수집된 데이터:
_ _ _

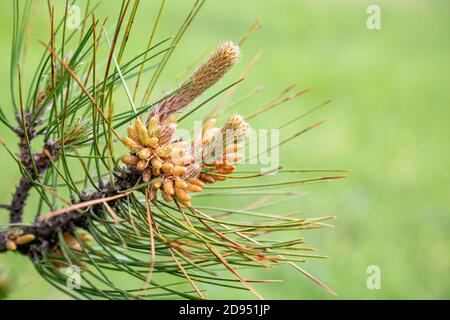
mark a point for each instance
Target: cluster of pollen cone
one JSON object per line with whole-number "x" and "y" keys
{"x": 176, "y": 168}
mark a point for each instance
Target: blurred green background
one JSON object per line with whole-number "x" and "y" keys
{"x": 388, "y": 122}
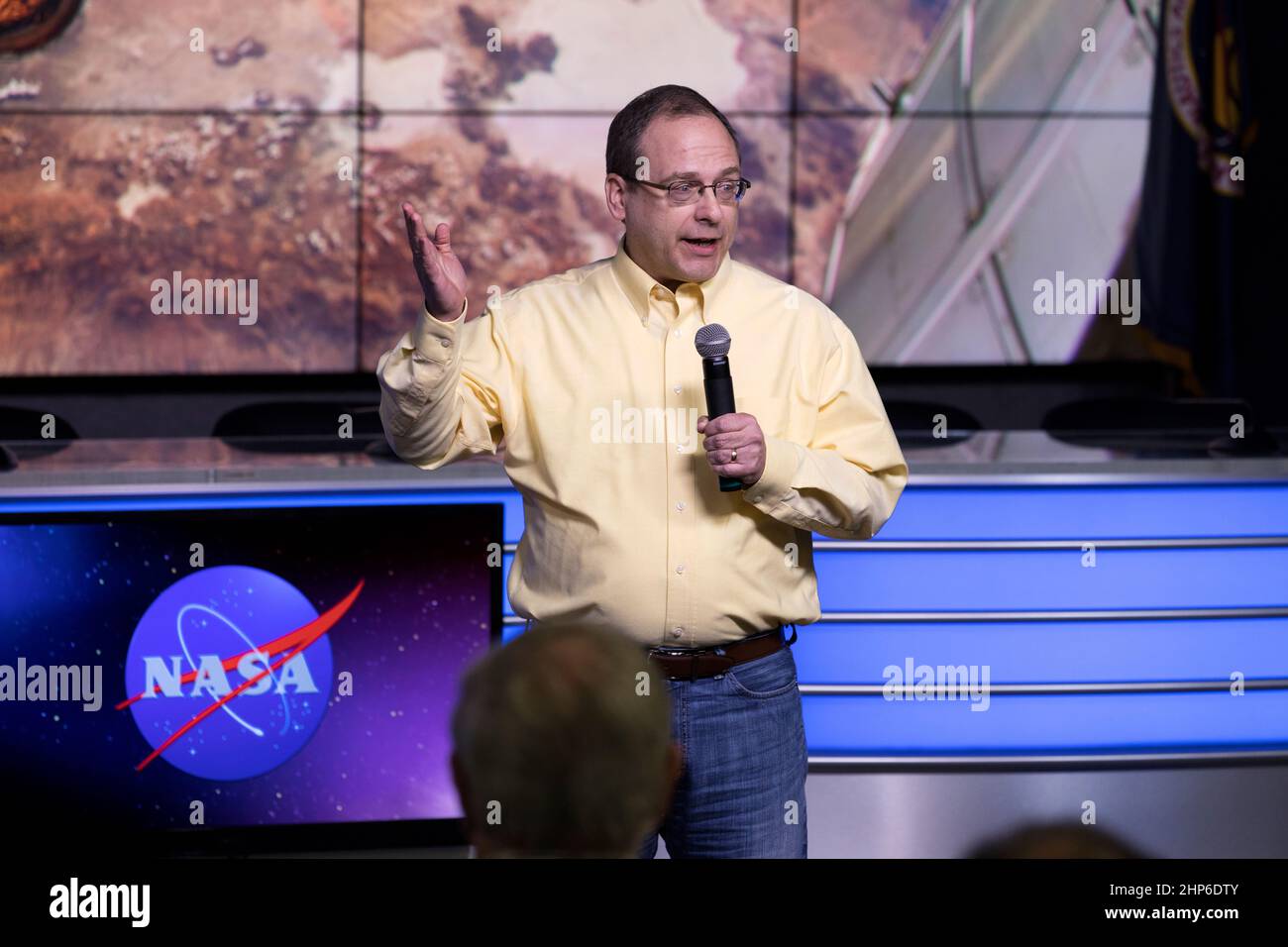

_ _ _

▶ _목표_:
위 자료의 모든 줄을 한 글자도 바꾸지 않고 그대로 돌려주되, 그림은 답에서 빼 줄 수 있나요?

▶ _작성 답안_:
mark a point for each instance
Target: cluster of pollen cone
one JSON object per line with whole-number "x" and "y" keys
{"x": 176, "y": 168}
mark a point for each instance
Target: blurred green background
one JSON object per line with whole-number "x" and "y" keys
{"x": 388, "y": 122}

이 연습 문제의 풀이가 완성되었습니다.